## SUPPLIED PASSAGE
= = =

Description
Code Sample
# Build pandas
python3 -m pip install -t build --no-binary pandas pandas==0.22.0
# Measure size
du -sh build/pandas
# Strip binaries
find build/pandas -name "*.so"|xargs strip
# Measure -drastically reduced- size
du -sh build/pandas
Problem description
When building pandas from source and running the command strip, the resulting folder is 54% lighter than when using the manylinux wheel (via pip).
[...] the strip program removes inessential information from executable binary programs and object files, thus potentially resulting in better performance and sometimes significantly less disk space usage
https://en.wikipedia.org/wiki/Strip_(Unix)
This is probably harmless on most systems, yet it is quite important in size-constrained systems (such as AWS Lambda).
Some developers have resorted to distributing their own stripped binaries (e.g. lambda packages for the serverless framework zappa), but it seems like a makeshift solution.
I think the problem should be solved upstream, as each library should be responsible for packaging their own optimized binaries.
An issue has also been opened regarding
numpy
, as it is a dependency ofpandas
and they both end up using a lot of unneccesary disk space.
Output of pd.show_versions()
INSTALLED VERSIONS
commit: None
python: 3.6.2.final.0
python-bits: 64
OS: Linux
OS-release: 4.9.87-linuxkit-aufs
machine: x86_64
processor: x86_64
byteorder: little
LC_ALL: None
LANG: None
LOCALE: None.None
pandas: 0.22.0
pytest: None
pip: 9.0.1
setuptools: 36.2.7
Cython: None
numpy: 1.14.2
scipy: None
pyarrow: None
xarray: None
IPython: None
sphinx: None
patsy: None
dateutil: 2.7.2
pytz: 2018.4
blosc: None
bottleneck: None
tables: None
numexpr: None
feather: None
matplotlib: None
openpyxl: None
xlrd: None
xlwt: None
xlsxwriter: None
lxml: None
bs4: None
html5lib: None
sqlalchemy: None
pymysql: None
psycopg2: None
jinja2: None
s3fs: None
fastparquet: None
pandas_gbq: None
pandas_datareader: None
How to replicate
System specifications
Every command below has been executed using the amazonlinux
docker image.
https://hub.docker.com/_/amazonlinux/
Pandas version: 0.22.0
Python version: 3.6.2
Prepare docker image
docker run -it amazonlinux bash
yum update -y
yum install -y findutils binutils python36-devel gcc gcc-c++
Install wheel & measure package size
python3 -m pip install -t wheel pandas==0.22.0
du -sh wheel/pandas
--> 111 MB
Try strip:
find wheel/pandas -name "*.so"|xargs strip
du -sh wheel/pandas
--> 52 MB
Almost 50% of the binary size can be stripped.
Build from source & measure package size
python3 -m pip install -t build --no-binary pandas pandas==0.22.0
du -sh build/pandas
--> 107 MB
Try strip:
find build/pandas -name "*.so"|xargs strip
du -sh build/pandas
--> 51 MB

= = =

## DATASET CONTENT
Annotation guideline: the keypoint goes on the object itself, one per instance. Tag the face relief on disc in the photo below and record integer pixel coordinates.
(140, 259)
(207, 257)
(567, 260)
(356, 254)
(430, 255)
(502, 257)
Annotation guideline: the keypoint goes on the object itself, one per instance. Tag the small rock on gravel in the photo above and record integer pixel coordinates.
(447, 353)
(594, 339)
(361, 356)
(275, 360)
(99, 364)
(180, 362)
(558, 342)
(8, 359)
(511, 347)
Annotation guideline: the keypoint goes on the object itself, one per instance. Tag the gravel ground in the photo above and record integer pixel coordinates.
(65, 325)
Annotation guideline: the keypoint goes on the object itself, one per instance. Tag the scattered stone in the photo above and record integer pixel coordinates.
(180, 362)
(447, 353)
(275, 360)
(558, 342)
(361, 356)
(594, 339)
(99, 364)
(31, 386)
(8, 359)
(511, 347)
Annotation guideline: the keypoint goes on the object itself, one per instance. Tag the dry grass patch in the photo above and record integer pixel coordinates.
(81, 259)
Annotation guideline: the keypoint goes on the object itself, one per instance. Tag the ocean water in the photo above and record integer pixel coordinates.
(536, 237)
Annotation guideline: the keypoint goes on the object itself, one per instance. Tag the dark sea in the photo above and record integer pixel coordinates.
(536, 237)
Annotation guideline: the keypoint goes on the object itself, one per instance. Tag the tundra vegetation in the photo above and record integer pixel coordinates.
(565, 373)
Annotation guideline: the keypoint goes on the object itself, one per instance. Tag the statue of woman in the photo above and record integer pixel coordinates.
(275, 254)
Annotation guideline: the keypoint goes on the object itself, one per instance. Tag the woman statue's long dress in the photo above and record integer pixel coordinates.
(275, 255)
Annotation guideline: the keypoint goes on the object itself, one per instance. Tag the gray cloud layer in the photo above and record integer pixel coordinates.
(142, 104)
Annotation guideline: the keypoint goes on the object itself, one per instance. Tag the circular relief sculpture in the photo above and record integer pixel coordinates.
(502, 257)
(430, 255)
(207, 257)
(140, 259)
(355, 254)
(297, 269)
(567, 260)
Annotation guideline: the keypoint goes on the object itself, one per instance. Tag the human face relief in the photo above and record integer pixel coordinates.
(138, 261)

= = =

## AIM 1
Revise the part of the pandas strip issue that opens with the words containing "Some developers have" and closes with "a makeshift solution.", putting "temporary" in place of "makeshift".
## AIM 2
Answer these questions from the pandas strip issue:
(a) Which docker image were the replication commands executed with?
(b) How large was the wheel/pandas folder before stripping?
(c) What numpy version does the pd.show_versions() output report?

## COMPLETE RESPONSE 1
Some developers have resorted to distributing their own stripped binaries (e.g. lambda packages for the serverless framework zappa), but it seems like a temporary solution.

## COMPLETE RESPONSE 2
(a) The amazonlinux docker image.
(b) 111 MB.
(c) 1.14.2.